◆ **TO-DO LIST**
A) Copy word for word the part of the semiconductor materials article that opens with the words containing "One year later, TI" and closes with "every two years.".
B) In the listing, take the part that opens with the line containing "Spot the orange petal" and runs through the end of the listing, and switch "blue sky" to "open sky" with everything else unchanged. Give back only those lines.

Issue Date: July 9, 2007
Materials In Motion
IN JUNE 2006, the semiconductor maker Texas Instruments unveiled details of the manufacturing process it would use to make its next generation of logic-type microprocessors, chips with circuit lines as small as 45-nm wide. The company revealed new circuit-line lithography and insulating techniques but said it wouldn't move to new and more complex high-dielectric-constant, or "high-k," materials in the chips' transistors.
One year later, TI changed its mind. Last month, the company announced it would in fact use high-k dielectrics in some of its new logic chips. Judy Shaw, the firm's manager of process engineering, explains that TI "overcame some of the hurdles that were preventing a transition to high-k for our most advanced, high-performance process."
TI's change of strategy illustrates the uncertainty pervading the semiconductor world as chip architecture continues to evolve to smaller and smaller dimensions, just as Gordon Moore said it would. His 1965 prediction, known as Moore's Law, holds that the number of transistors in a computer chip will double every two years.
The industry has held to Moore's Law for more than four decades now, but in the past few years, doing so has required moving beyond silicon and a few core chip-making materials to a multiplicity of new and exotic elements. "We're spreading ourselves across the periodic table," says Peter N. Heys, research and development director at SAFC Hitech, the performance materials business of Sigma-Aldrich's SAFC division.

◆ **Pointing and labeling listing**
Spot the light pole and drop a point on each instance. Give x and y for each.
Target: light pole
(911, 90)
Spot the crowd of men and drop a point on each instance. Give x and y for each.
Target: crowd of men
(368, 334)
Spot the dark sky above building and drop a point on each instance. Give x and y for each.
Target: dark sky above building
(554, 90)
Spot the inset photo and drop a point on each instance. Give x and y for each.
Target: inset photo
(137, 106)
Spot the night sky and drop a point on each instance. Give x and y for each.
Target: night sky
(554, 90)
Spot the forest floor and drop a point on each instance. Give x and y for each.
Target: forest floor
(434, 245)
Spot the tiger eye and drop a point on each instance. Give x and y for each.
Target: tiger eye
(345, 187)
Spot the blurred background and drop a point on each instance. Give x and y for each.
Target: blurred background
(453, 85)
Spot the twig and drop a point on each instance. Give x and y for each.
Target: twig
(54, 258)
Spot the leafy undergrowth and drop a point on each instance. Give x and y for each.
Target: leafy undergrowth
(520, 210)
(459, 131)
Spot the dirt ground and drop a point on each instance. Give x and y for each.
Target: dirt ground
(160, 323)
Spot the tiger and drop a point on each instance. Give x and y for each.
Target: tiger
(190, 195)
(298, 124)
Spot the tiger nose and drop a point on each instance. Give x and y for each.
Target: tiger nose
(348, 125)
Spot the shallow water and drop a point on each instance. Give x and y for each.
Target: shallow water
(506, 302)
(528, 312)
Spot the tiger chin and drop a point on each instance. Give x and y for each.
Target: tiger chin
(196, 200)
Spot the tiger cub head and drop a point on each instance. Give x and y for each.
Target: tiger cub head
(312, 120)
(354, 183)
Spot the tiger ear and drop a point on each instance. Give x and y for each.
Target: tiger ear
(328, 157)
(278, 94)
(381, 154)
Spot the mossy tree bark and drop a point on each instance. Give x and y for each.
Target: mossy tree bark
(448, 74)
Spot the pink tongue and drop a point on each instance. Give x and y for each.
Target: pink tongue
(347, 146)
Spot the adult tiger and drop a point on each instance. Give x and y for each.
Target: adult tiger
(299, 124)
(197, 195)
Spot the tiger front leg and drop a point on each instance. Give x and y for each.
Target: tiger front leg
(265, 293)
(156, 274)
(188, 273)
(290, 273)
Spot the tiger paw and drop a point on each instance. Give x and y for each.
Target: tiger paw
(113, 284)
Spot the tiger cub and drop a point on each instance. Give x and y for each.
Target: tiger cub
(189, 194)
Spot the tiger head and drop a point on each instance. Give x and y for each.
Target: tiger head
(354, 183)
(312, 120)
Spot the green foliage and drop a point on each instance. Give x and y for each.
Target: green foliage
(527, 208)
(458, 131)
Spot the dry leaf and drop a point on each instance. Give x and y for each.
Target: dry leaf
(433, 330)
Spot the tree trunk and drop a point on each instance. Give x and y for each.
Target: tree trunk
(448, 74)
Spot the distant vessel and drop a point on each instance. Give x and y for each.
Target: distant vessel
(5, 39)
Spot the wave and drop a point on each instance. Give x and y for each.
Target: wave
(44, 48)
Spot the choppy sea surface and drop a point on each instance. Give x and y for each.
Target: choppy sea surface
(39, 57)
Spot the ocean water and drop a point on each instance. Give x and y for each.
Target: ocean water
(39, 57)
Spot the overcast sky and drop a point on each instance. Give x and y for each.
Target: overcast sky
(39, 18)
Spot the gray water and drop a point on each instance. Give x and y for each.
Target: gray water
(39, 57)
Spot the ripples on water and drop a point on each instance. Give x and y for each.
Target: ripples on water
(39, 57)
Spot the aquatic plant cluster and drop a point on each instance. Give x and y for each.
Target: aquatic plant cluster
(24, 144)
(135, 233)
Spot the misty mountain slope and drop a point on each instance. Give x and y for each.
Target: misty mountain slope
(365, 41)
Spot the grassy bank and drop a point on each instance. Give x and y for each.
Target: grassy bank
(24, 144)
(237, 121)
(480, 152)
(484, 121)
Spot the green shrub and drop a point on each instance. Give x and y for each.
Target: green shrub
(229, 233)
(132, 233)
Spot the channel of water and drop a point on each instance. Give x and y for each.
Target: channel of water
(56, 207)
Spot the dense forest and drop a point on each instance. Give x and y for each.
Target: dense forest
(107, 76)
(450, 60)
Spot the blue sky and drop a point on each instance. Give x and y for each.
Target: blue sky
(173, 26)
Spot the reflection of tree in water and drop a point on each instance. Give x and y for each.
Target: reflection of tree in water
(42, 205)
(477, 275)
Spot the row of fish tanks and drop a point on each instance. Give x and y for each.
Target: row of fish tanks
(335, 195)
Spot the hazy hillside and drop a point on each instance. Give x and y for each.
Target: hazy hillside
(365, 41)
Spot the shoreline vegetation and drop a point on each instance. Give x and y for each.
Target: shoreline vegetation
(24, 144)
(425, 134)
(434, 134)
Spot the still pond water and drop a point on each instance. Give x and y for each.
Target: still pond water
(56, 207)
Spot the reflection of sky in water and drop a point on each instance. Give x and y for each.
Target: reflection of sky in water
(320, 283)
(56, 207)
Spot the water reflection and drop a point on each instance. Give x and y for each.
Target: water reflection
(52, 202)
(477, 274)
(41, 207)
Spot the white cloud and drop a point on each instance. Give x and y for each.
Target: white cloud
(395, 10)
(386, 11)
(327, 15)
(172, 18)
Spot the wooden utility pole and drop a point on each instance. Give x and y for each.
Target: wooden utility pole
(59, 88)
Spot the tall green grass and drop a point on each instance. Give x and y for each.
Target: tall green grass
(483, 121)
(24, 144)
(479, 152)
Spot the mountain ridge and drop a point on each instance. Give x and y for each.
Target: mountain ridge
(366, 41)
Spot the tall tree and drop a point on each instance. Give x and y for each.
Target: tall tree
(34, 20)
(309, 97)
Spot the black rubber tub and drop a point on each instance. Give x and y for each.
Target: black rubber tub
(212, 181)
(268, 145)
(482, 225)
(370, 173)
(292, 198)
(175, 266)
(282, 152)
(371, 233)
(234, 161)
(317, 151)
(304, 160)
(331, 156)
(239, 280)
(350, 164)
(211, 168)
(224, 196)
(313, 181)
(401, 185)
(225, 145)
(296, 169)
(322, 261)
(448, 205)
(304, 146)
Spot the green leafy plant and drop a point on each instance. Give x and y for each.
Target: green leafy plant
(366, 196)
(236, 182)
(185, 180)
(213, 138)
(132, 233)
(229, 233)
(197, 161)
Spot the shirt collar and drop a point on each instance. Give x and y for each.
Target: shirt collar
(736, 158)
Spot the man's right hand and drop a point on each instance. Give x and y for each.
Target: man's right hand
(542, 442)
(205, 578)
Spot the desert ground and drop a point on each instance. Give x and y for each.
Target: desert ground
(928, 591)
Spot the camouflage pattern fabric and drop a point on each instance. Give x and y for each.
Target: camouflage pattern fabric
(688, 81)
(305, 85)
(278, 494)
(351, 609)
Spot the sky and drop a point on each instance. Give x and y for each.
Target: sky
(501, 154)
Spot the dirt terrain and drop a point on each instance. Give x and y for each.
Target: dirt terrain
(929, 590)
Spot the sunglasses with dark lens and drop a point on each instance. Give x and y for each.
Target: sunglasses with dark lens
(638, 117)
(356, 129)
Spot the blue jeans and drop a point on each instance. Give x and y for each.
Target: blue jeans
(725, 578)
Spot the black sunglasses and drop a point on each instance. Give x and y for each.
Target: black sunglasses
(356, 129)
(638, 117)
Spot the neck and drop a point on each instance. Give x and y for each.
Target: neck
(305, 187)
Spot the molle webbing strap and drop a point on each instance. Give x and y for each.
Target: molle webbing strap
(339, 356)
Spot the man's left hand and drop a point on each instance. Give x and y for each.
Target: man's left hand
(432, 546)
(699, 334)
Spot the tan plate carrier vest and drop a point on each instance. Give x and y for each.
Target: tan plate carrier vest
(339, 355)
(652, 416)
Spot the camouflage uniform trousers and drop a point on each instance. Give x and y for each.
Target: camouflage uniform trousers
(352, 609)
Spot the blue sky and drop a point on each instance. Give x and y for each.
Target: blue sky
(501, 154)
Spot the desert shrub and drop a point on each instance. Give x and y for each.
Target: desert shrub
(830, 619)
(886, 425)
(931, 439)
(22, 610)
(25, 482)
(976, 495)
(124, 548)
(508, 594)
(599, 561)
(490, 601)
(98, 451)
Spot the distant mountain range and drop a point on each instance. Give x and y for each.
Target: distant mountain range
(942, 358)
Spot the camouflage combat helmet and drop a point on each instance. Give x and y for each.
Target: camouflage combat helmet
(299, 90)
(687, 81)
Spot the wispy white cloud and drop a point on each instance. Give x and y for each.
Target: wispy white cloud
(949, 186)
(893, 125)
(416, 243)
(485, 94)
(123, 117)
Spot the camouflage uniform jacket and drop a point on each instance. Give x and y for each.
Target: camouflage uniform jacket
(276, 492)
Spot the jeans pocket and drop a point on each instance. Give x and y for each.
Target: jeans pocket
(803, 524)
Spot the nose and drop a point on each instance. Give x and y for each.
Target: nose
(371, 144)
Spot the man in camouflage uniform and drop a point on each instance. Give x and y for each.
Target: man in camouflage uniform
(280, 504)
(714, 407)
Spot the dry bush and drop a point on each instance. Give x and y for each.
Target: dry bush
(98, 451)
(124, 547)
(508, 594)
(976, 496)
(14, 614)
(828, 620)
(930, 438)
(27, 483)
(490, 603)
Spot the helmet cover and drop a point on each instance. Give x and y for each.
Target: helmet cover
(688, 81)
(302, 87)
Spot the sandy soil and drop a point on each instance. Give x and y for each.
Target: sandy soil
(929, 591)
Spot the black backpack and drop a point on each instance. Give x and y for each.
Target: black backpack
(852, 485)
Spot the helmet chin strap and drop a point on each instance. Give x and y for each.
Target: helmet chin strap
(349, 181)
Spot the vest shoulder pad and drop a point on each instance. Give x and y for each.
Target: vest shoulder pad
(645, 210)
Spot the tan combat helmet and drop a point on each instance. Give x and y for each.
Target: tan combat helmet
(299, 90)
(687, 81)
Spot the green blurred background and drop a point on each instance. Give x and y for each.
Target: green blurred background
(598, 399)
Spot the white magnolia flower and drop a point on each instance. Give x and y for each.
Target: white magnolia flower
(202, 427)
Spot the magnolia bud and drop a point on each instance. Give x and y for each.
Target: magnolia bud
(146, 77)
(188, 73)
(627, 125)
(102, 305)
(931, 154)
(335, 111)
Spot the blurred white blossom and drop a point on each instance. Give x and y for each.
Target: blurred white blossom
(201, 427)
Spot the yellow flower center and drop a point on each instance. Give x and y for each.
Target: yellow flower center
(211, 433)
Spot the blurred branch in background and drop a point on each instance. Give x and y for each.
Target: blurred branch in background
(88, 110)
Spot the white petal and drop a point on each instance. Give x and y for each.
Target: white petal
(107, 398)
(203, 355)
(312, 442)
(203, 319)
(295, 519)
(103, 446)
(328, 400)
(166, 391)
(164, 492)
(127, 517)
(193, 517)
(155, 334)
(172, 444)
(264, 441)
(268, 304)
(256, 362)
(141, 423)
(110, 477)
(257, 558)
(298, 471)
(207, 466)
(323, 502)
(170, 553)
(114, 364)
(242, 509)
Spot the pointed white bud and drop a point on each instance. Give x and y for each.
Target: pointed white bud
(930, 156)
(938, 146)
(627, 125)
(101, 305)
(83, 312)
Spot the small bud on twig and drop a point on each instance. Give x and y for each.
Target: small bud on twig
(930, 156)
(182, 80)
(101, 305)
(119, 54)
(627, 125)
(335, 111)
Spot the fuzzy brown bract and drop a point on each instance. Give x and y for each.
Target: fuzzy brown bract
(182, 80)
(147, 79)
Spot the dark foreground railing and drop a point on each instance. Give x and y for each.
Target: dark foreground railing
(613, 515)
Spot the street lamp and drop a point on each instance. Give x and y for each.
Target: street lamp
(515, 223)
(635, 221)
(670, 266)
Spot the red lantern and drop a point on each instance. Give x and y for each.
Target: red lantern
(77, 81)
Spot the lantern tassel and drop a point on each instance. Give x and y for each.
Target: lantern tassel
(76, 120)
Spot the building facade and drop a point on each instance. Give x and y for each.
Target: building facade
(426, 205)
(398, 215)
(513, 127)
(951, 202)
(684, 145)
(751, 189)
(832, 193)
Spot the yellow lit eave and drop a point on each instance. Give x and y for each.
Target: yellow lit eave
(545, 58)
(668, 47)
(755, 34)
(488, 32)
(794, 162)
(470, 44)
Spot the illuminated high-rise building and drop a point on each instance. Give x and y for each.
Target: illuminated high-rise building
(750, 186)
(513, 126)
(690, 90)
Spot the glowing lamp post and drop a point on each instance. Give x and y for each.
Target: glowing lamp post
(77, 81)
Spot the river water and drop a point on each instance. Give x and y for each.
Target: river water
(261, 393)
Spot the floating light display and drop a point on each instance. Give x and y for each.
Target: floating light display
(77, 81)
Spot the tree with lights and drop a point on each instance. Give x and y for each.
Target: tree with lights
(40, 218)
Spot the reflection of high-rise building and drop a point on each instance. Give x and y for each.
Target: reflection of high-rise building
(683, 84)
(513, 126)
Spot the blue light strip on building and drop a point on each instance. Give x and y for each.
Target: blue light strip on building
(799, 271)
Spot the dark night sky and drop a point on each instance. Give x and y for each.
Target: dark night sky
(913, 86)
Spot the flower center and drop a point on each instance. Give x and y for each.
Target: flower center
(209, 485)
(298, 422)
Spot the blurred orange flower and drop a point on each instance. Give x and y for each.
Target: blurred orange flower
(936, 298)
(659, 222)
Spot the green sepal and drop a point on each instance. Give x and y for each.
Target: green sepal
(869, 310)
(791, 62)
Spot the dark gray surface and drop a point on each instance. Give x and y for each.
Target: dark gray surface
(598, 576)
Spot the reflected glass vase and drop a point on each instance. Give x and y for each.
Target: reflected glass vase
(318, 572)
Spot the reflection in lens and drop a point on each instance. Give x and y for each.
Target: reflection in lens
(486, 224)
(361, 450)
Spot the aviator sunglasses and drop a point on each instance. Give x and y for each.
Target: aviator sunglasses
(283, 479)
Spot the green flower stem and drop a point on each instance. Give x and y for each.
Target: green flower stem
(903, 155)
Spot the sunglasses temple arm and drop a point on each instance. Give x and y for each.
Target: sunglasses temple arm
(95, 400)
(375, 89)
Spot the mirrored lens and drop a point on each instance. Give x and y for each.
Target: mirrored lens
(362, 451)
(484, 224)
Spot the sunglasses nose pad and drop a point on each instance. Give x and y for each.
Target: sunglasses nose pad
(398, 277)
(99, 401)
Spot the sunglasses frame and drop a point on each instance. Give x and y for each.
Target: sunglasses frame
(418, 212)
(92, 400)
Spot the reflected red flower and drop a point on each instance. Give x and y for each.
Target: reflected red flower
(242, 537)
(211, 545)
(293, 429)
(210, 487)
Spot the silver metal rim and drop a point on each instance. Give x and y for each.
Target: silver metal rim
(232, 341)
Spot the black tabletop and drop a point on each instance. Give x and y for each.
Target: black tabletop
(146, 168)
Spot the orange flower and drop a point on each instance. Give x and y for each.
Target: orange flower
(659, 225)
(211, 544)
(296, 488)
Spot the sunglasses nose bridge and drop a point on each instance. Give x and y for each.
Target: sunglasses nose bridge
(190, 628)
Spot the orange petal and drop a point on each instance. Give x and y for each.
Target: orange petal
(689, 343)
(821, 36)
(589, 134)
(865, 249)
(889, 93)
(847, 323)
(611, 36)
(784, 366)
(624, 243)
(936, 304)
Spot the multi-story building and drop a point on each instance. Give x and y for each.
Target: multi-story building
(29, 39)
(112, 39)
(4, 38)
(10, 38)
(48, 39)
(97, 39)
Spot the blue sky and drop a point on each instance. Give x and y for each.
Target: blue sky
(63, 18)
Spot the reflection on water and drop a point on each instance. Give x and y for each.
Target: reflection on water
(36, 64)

◆ **PER-TASK ANSWERS**
A)
One year later, TI changed its mind. Last month, the company announced it would in fact use high-k dielectrics in some of its new logic chips. Judy Shaw, the firm's manager of process engineering, explains that TI "overcame some of the hurdles that were preventing a transition to high-k for our most advanced, high-performance process."
TI's change of strategy illustrates the uncertainty pervading the semiconductor world as chip architecture continues to evolve to smaller and smaller dimensions, just as Gordon Moore said it would. His 1965 prediction, known as Moore's Law, holds that the number of transistors in a computer chip will double every two years.

B)
Spot the orange petal and drop a point on each instance. Give x and y for each.
Target: orange petal
(689, 343)
(821, 36)
(589, 134)
(865, 249)
(889, 93)
(847, 323)
(611, 36)
(784, 366)
(624, 243)
(936, 304)
Spot the multi-story building and drop a point on each instance. Give x and y for each.
Target: multi-story building
(29, 39)
(112, 39)
(4, 38)
(10, 38)
(48, 39)
(97, 39)
Spot the open sky and drop a point on each instance. Give x and y for each.
Target: open sky
(63, 18)
Spot the reflection on water and drop a point on each instance. Give x and y for each.
Target: reflection on water
(36, 64)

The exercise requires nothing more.